======== SOURCE RECORDS
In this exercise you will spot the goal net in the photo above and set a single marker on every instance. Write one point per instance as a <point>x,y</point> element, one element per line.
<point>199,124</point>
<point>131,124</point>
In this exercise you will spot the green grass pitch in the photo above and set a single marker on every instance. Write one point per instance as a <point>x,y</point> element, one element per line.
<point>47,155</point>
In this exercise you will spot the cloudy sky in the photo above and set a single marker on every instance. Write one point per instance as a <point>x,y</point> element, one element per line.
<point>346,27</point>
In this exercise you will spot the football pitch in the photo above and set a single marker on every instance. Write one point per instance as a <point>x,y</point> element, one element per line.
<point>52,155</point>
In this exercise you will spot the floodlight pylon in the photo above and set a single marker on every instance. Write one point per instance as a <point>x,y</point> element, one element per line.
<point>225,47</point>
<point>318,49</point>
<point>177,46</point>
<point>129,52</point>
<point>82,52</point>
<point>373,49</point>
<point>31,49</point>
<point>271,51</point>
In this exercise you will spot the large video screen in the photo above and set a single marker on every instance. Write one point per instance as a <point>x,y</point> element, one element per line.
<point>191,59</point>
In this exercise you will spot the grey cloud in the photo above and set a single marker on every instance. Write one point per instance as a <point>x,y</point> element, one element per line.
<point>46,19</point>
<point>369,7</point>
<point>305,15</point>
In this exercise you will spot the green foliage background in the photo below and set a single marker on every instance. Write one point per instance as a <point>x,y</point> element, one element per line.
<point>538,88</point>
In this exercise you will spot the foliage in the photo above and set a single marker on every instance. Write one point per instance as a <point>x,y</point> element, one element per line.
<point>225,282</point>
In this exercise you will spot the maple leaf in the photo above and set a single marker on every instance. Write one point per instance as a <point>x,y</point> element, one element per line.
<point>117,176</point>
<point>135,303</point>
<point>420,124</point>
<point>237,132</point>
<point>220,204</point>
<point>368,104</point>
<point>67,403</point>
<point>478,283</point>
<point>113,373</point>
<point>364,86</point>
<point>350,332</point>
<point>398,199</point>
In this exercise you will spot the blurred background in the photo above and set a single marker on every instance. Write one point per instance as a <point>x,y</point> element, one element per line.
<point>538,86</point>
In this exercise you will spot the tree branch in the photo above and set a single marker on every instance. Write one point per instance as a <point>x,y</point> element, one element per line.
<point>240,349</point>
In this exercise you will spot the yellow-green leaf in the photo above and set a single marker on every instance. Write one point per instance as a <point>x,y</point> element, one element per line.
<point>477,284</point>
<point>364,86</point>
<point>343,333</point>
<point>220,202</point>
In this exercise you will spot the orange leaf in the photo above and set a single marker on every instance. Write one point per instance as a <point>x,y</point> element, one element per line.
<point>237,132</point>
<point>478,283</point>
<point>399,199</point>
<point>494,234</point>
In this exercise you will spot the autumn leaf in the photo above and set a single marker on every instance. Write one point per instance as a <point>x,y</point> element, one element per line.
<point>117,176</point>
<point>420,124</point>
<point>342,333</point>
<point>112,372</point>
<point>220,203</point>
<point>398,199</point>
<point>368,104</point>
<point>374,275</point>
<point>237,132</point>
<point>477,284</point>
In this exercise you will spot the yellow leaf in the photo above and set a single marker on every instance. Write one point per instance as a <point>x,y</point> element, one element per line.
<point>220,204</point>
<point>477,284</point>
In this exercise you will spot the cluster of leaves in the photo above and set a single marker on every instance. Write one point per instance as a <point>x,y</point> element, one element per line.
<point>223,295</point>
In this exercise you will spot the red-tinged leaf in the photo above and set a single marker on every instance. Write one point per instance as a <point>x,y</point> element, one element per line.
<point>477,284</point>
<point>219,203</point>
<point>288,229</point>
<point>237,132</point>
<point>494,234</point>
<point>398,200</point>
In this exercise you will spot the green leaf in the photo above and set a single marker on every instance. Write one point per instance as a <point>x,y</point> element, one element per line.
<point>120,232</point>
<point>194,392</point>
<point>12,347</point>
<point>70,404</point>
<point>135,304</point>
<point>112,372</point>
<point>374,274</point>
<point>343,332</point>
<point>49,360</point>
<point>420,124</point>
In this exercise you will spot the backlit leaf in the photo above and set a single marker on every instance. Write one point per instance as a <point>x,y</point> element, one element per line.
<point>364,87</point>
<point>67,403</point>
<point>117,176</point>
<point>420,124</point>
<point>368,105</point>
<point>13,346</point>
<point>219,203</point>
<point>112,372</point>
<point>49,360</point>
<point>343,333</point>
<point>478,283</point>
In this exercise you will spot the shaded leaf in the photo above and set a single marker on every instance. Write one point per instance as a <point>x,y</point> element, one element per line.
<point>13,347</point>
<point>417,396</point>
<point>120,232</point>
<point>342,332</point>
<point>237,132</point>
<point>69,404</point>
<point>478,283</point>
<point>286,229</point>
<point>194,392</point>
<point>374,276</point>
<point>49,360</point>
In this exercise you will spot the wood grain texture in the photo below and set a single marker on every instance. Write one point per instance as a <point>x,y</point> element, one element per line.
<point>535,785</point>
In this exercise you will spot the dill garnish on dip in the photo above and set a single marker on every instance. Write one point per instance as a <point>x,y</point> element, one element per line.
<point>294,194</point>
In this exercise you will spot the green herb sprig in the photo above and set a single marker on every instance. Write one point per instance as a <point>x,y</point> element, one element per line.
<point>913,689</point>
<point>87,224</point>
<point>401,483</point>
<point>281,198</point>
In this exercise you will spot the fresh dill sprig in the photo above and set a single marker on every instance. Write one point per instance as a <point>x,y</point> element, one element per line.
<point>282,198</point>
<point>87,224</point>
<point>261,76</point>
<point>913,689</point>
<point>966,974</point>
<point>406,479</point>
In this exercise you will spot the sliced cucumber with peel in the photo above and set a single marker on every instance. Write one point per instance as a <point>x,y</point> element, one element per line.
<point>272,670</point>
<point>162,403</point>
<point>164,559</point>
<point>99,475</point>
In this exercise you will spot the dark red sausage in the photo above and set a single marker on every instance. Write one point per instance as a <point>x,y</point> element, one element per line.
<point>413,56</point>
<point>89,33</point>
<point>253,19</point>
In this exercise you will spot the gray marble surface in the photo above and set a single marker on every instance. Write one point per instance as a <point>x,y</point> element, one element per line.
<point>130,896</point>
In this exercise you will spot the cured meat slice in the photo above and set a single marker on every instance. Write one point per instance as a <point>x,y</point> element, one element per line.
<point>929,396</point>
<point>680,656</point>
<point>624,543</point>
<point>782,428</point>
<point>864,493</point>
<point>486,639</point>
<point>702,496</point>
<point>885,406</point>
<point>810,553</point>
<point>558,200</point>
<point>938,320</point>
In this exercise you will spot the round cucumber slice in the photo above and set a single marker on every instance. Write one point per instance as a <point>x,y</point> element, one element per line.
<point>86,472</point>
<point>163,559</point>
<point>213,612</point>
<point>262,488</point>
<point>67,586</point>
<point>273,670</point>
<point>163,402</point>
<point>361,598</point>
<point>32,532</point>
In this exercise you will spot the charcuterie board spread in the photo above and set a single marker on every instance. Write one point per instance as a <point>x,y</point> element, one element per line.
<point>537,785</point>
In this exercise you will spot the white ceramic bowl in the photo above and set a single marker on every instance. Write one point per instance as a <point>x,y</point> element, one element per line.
================
WHAT TO DO: Rewrite the lines above as a JSON list of strings, one string for each line, leaving out blank lines.

SOLUTION FOR THIS PROBLEM:
[
  "In this exercise you will spot the goal net in the photo above and set a single marker on every instance. Write one point per instance as a <point>x,y</point> element, one element per line.",
  "<point>199,124</point>",
  "<point>131,124</point>",
  "In this exercise you will spot the green grass pitch in the photo above and set a single marker on every instance. Write one point per instance as a <point>x,y</point> element, one element per line.",
  "<point>47,155</point>",
  "In this exercise you will spot the cloudy sky in the photo above and set a single marker on every instance. Write one point per instance as a <point>x,y</point> element, one element per line.",
  "<point>346,27</point>",
  "In this exercise you will spot the football pitch in the photo above and set a single marker on every instance. Write one point per instance as a <point>x,y</point> element, one element per line.",
  "<point>52,155</point>",
  "In this exercise you will spot the floodlight pylon in the photo above and set a single marker on every instance. Write one point per instance as a <point>x,y</point> element, one element per line.",
  "<point>225,47</point>",
  "<point>318,49</point>",
  "<point>177,46</point>",
  "<point>129,52</point>",
  "<point>82,52</point>",
  "<point>373,49</point>",
  "<point>31,49</point>",
  "<point>271,51</point>",
  "In this exercise you will spot the large video screen in the photo above and set a single marker on every instance. Write one point per instance as a <point>x,y</point> element, one element per line.",
  "<point>191,59</point>",
  "In this exercise you will spot the grey cloud in the photo above and set a single marker on every instance. Write one point per instance as a <point>x,y</point> element, one element per line.",
  "<point>46,19</point>",
  "<point>369,7</point>",
  "<point>305,15</point>",
  "In this exercise you will spot the green foliage background in the photo below and set a single marker on every instance. Write one point per instance as a <point>x,y</point> element, one element per line.",
  "<point>538,88</point>",
  "In this exercise you will spot the foliage in the photo above and set a single marker on every instance. Write one point per instance as a <point>x,y</point> element, one element per line.",
  "<point>225,282</point>",
  "In this exercise you will spot the maple leaf in the photo above and set a single marker on every instance. Write one point per instance as a <point>x,y</point> element, one element per line.",
  "<point>117,176</point>",
  "<point>135,303</point>",
  "<point>420,124</point>",
  "<point>237,132</point>",
  "<point>220,204</point>",
  "<point>368,104</point>",
  "<point>67,403</point>",
  "<point>478,283</point>",
  "<point>113,373</point>",
  "<point>364,86</point>",
  "<point>350,332</point>",
  "<point>398,199</point>",
  "In this exercise you will spot the blurred background in the photo above and set a single marker on every instance. Write one point per instance as a <point>x,y</point> element, one element per line.",
  "<point>538,86</point>",
  "In this exercise you will spot the tree branch in the photo above and set a single marker on every instance. Write one point per instance as a <point>x,y</point> element, one element per line.",
  "<point>240,349</point>",
  "In this exercise you will spot the yellow-green leaf in the photo above and set a single marker on every instance. Write one point per instance as a <point>x,y</point> element, one element per line.",
  "<point>477,284</point>",
  "<point>364,86</point>",
  "<point>343,333</point>",
  "<point>220,202</point>",
  "In this exercise you will spot the orange leaf in the photo above and set a single marker on every instance. Write one point per instance as a <point>x,y</point> element, one element per line.",
  "<point>237,132</point>",
  "<point>478,283</point>",
  "<point>399,199</point>",
  "<point>494,234</point>",
  "In this exercise you will spot the autumn leaf in the photo above and set a single marker on every instance. Write one point per instance as a <point>x,y</point> element, one element per line.",
  "<point>117,176</point>",
  "<point>420,124</point>",
  "<point>342,333</point>",
  "<point>112,372</point>",
  "<point>220,203</point>",
  "<point>398,199</point>",
  "<point>368,104</point>",
  "<point>374,275</point>",
  "<point>237,132</point>",
  "<point>477,284</point>",
  "In this exercise you will spot the yellow leaf in the photo above and set a single marker on every instance. Write one point per instance as a <point>x,y</point> element, one element per line.",
  "<point>220,204</point>",
  "<point>477,284</point>",
  "In this exercise you will spot the cluster of leaves in the photo above and set a single marker on every instance. Write one point per instance as a <point>x,y</point> element, one element per line.",
  "<point>223,295</point>",
  "In this exercise you will spot the red-tinged leaf in the photo above and set a single marker on every instance. Write one point per instance as a <point>x,y</point> element, one element per line.",
  "<point>477,284</point>",
  "<point>219,203</point>",
  "<point>288,229</point>",
  "<point>237,132</point>",
  "<point>494,234</point>",
  "<point>398,200</point>",
  "In this exercise you will spot the green leaf in the photo above and set a single marker on every instance. Write one point per instance as a <point>x,y</point> element, one element per line.",
  "<point>120,232</point>",
  "<point>194,392</point>",
  "<point>12,347</point>",
  "<point>70,404</point>",
  "<point>135,304</point>",
  "<point>112,372</point>",
  "<point>374,274</point>",
  "<point>343,332</point>",
  "<point>49,360</point>",
  "<point>420,124</point>",
  "In this exercise you will spot the backlit leaf in the photo above and set a single marker on every instance. Write one point per instance as a <point>x,y</point> element, one element per line.",
  "<point>364,87</point>",
  "<point>67,403</point>",
  "<point>117,176</point>",
  "<point>420,124</point>",
  "<point>368,105</point>",
  "<point>13,346</point>",
  "<point>219,203</point>",
  "<point>112,372</point>",
  "<point>49,360</point>",
  "<point>343,333</point>",
  "<point>478,283</point>",
  "In this exercise you will spot the shaded leaf in the photo above and set a single marker on every instance. Write one point per instance as a <point>x,y</point> element, one element per line.",
  "<point>13,347</point>",
  "<point>417,396</point>",
  "<point>120,232</point>",
  "<point>342,332</point>",
  "<point>237,132</point>",
  "<point>69,404</point>",
  "<point>478,283</point>",
  "<point>286,229</point>",
  "<point>194,392</point>",
  "<point>374,276</point>",
  "<point>49,360</point>",
  "In this exercise you will spot the wood grain texture in the photo below and set a single marker on every instance. Write one point per instance as a <point>x,y</point> element, one element per line.",
  "<point>535,785</point>",
  "In this exercise you will spot the dill garnish on dip in the photo above and set a single marker on every instance. Write one point per instance as a <point>x,y</point> element, one element per line.",
  "<point>294,194</point>",
  "In this exercise you will spot the green herb sprig in the photo above and set a single marker on every instance. Write one point per instance as a <point>x,y</point> element, one element per line.",
  "<point>913,689</point>",
  "<point>87,224</point>",
  "<point>401,483</point>",
  "<point>281,198</point>",
  "In this exercise you will spot the fresh dill sprig in the photo above and set a single marker on every instance. Write one point per instance as a <point>x,y</point> element, one element per line.",
  "<point>282,198</point>",
  "<point>87,224</point>",
  "<point>261,76</point>",
  "<point>913,689</point>",
  "<point>966,974</point>",
  "<point>406,479</point>",
  "In this exercise you will spot the sliced cucumber with peel in the photo above and set a single marker on every instance. Write one point per instance as a <point>x,y</point> element, one element per line.",
  "<point>272,670</point>",
  "<point>162,403</point>",
  "<point>164,559</point>",
  "<point>99,475</point>",
  "In this exercise you will spot the dark red sausage in the photo above and set a single marker on every instance. Write one point per instance as a <point>x,y</point> element, one element per line.",
  "<point>413,56</point>",
  "<point>89,33</point>",
  "<point>253,19</point>",
  "In this exercise you will spot the gray marble surface in the photo above and set a single marker on every instance. Write one point per instance as a <point>x,y</point> element, one element per line.",
  "<point>130,896</point>",
  "In this exercise you will spot the cured meat slice in the photo above and set a single marker on every instance. Write one point per instance as a <point>x,y</point> element, one element per line.",
  "<point>929,396</point>",
  "<point>680,656</point>",
  "<point>624,543</point>",
  "<point>782,428</point>",
  "<point>864,493</point>",
  "<point>486,639</point>",
  "<point>702,496</point>",
  "<point>885,406</point>",
  "<point>810,553</point>",
  "<point>558,200</point>",
  "<point>938,320</point>",
  "In this exercise you will spot the round cucumber slice in the photo above and set a single marker on every instance. Write one point per instance as a <point>x,y</point> element, one element per line.",
  "<point>86,472</point>",
  "<point>163,559</point>",
  "<point>213,612</point>",
  "<point>262,488</point>",
  "<point>67,586</point>",
  "<point>273,670</point>",
  "<point>163,402</point>",
  "<point>361,598</point>",
  "<point>32,532</point>",
  "In this exercise you will spot the charcuterie board spread in the photo above and set a single marker on every instance. Write one point per instance as a <point>x,y</point> element, one element per line.",
  "<point>537,785</point>",
  "In this exercise you will spot the white ceramic bowl in the photo above and set a single marker on every instance. Write one point per instance as a <point>x,y</point> element, one element per line."
]